**AIM:** Please copy the stretch of the data below from the line containing "Note: we are tagging the white" through the line containing "[(356, 188), (117, 370)]", including both of those lines, and reproduce nothing else.

**SUPPLIED INFORMATION:**

begin

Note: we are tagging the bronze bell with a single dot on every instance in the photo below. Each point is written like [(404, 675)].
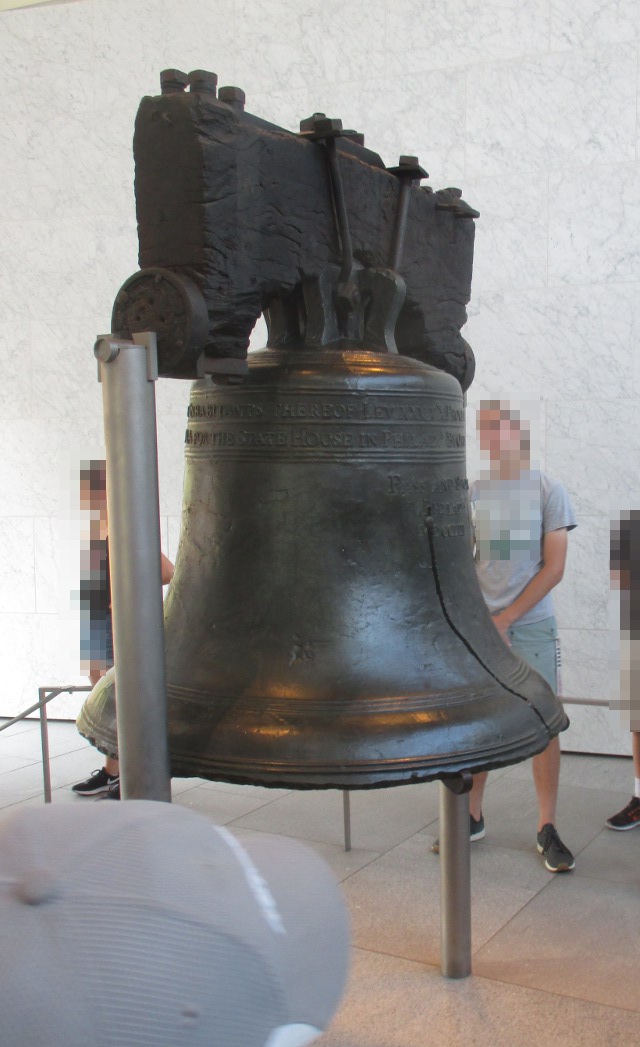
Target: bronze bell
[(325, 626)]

end
begin

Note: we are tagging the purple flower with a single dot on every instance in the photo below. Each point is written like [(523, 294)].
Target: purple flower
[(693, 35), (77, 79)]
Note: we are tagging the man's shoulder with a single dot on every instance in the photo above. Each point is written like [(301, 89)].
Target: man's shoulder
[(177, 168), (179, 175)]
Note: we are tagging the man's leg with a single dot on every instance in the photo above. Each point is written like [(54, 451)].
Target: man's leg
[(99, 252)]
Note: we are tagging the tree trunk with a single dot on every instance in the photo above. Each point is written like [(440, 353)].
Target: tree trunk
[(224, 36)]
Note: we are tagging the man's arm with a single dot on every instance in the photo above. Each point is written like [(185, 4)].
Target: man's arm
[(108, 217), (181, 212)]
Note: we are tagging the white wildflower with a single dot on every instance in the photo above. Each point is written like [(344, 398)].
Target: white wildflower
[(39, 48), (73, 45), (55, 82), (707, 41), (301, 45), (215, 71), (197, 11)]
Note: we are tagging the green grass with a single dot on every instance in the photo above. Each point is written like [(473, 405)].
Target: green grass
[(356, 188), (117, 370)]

end
begin

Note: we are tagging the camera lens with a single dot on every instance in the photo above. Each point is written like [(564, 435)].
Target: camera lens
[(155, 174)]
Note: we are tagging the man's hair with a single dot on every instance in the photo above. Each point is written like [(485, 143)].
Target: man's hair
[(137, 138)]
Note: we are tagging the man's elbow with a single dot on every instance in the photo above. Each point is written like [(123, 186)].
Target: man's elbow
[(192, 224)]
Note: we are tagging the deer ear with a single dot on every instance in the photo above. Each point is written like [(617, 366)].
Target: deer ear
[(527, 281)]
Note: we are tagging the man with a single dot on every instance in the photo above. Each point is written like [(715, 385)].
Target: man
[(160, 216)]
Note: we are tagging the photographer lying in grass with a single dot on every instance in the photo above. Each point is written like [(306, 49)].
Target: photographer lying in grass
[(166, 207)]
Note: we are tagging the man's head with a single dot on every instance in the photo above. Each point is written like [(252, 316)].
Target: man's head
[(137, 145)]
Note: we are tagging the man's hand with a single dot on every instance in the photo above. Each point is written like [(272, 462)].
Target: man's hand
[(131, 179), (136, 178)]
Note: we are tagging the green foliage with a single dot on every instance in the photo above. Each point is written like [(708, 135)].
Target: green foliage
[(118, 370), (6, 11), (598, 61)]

end

**CORRECT RESULT:**
Note: we are tagging the white wildflower with a single dot on every instance in the photo above. Each point is written like [(344, 398)].
Target: white wildflower
[(39, 48), (73, 45), (55, 82), (707, 41), (301, 45), (215, 71), (197, 11)]
Note: we are tagging the green grass with a single dot on every instance in the photo above. Each point is written like [(473, 405)].
Target: green grass
[(356, 188), (117, 370)]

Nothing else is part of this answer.